Write out the following listing's lines from the one with "the coral colony" to the one with "Practice step: put a point on each instance of the spiky", exactly, with both included and no others.

___ MATERIAL TO PROCESS ___

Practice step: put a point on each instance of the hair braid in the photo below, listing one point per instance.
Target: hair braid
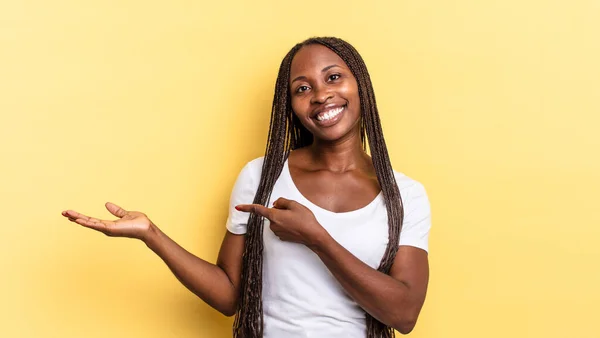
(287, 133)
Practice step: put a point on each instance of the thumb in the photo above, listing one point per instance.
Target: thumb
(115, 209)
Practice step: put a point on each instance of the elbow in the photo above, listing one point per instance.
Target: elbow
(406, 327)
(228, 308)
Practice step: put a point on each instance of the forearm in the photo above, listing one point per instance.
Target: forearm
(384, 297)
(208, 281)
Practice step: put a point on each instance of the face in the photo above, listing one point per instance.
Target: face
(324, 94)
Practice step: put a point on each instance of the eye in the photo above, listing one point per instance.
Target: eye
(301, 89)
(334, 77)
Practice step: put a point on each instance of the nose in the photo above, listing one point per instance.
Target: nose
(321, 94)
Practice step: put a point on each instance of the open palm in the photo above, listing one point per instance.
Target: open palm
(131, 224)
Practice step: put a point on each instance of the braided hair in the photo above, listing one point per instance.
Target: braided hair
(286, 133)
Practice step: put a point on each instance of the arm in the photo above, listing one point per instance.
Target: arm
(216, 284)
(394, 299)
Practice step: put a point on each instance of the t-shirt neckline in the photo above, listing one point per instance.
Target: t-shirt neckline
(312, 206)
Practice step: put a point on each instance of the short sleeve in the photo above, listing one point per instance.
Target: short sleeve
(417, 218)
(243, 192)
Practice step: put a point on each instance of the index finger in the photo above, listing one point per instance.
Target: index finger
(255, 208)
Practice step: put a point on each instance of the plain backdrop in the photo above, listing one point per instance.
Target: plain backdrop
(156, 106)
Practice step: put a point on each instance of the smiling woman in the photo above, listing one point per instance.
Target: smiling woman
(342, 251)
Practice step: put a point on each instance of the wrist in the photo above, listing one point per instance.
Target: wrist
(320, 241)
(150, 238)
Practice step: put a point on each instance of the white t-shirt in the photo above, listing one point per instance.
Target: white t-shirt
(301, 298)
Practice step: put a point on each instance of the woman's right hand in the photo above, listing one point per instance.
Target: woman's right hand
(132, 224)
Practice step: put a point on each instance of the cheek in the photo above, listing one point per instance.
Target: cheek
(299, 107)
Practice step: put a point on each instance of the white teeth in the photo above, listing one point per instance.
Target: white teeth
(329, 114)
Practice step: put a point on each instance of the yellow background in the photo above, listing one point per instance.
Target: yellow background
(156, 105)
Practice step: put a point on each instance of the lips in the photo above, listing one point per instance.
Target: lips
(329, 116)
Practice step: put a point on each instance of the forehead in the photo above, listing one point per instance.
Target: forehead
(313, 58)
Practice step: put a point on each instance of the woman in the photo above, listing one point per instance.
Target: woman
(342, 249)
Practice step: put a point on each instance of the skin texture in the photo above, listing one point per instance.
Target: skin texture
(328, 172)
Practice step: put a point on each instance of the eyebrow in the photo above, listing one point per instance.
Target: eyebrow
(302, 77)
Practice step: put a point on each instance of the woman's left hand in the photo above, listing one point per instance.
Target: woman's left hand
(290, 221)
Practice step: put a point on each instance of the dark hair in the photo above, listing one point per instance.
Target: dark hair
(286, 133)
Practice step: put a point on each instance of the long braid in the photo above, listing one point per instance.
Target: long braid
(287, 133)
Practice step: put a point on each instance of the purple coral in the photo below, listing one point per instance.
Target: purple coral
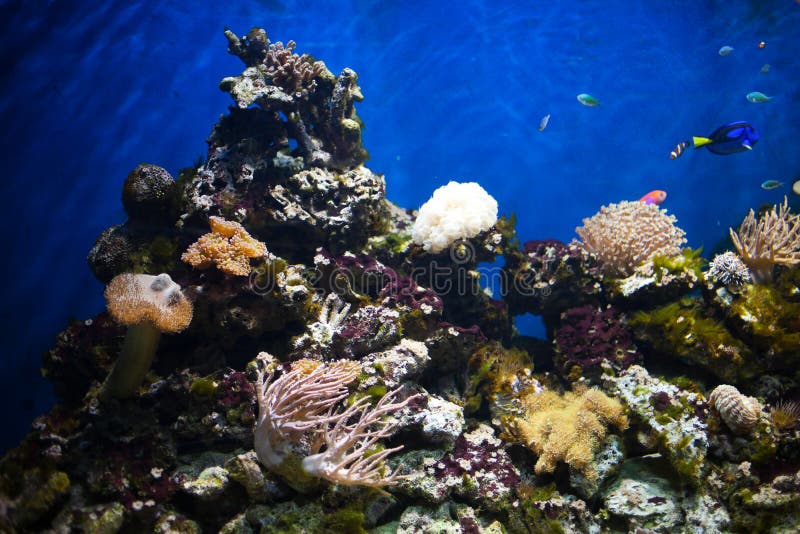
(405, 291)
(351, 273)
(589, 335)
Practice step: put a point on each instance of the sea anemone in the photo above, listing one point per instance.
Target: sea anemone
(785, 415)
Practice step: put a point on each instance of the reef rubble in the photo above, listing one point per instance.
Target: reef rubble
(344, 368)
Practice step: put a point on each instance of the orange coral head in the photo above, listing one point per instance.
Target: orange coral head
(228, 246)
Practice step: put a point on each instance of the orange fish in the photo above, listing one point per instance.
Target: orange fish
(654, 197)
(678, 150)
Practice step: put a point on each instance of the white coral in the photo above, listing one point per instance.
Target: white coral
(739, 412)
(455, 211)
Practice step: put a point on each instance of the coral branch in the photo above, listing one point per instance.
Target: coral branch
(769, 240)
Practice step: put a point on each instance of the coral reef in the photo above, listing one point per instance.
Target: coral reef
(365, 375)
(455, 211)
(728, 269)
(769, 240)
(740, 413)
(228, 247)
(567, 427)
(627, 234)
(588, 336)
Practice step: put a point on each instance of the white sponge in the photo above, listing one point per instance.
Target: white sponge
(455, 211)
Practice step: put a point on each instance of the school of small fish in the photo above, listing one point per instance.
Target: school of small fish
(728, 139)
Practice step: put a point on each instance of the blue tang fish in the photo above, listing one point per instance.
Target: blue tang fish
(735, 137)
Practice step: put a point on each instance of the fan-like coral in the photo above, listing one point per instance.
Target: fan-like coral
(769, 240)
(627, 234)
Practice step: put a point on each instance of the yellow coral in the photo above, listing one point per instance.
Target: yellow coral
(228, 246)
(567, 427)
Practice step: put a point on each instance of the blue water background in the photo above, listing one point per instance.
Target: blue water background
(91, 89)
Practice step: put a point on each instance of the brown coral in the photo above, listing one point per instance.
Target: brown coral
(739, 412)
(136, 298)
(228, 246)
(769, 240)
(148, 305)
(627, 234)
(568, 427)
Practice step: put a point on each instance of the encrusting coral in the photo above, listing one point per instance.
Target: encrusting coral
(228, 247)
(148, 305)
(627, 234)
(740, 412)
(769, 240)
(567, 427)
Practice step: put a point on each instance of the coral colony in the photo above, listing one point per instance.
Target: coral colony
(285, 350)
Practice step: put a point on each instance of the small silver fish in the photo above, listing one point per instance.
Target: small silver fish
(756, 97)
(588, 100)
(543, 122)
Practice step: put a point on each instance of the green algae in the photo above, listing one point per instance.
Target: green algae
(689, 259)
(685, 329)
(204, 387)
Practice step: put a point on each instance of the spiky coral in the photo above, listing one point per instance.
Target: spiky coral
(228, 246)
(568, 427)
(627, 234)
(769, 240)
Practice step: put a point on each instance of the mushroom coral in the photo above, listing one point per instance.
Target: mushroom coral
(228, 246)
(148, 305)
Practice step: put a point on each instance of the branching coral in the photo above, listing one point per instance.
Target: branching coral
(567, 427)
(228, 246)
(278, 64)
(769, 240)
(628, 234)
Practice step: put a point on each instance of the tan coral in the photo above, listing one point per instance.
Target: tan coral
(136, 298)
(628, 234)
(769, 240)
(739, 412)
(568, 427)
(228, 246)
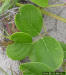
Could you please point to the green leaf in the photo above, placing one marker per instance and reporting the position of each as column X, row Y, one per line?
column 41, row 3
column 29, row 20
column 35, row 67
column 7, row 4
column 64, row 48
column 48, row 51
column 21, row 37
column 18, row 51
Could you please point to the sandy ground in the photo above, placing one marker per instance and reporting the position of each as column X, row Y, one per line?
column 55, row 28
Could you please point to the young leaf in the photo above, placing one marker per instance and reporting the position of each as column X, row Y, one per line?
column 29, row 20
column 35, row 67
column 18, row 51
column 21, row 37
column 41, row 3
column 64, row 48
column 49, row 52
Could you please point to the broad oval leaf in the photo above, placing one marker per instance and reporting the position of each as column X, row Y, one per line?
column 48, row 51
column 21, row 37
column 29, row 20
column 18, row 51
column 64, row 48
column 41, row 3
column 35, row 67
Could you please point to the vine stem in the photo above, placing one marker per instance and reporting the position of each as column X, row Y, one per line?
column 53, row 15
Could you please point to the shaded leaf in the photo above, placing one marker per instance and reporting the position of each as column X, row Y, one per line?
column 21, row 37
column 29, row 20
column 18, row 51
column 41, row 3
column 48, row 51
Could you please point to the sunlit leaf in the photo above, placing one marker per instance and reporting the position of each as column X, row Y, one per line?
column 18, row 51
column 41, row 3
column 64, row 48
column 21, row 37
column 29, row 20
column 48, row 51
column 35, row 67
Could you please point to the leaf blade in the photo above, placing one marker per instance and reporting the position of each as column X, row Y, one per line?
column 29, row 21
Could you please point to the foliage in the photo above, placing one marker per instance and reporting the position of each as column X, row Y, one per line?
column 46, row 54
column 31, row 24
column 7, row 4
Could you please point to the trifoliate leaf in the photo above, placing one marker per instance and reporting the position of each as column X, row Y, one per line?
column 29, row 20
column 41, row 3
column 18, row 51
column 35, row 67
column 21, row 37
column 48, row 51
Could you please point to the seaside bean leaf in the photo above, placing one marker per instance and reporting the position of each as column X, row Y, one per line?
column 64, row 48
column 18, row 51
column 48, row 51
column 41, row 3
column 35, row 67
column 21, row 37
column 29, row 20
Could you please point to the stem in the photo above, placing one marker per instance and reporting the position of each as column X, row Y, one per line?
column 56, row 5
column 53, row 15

___

- TASK SOLUTION -
Practice step: put a point on each instance of the coral colony in the photo above, listing one point per instance.
Target: coral colony
(285, 350)
Practice step: put a point on each instance of the small silver fish in the photo above, listing one point per instance.
Target: small silver fish
(756, 97)
(588, 100)
(543, 122)
Practice step: put a point on each instance of the green algae in the photo above, listing one point per instance.
Target: green algae
(689, 259)
(685, 329)
(204, 387)
Practice step: put a point on each instance of the spiky coral in the photo above, listing one point per instance.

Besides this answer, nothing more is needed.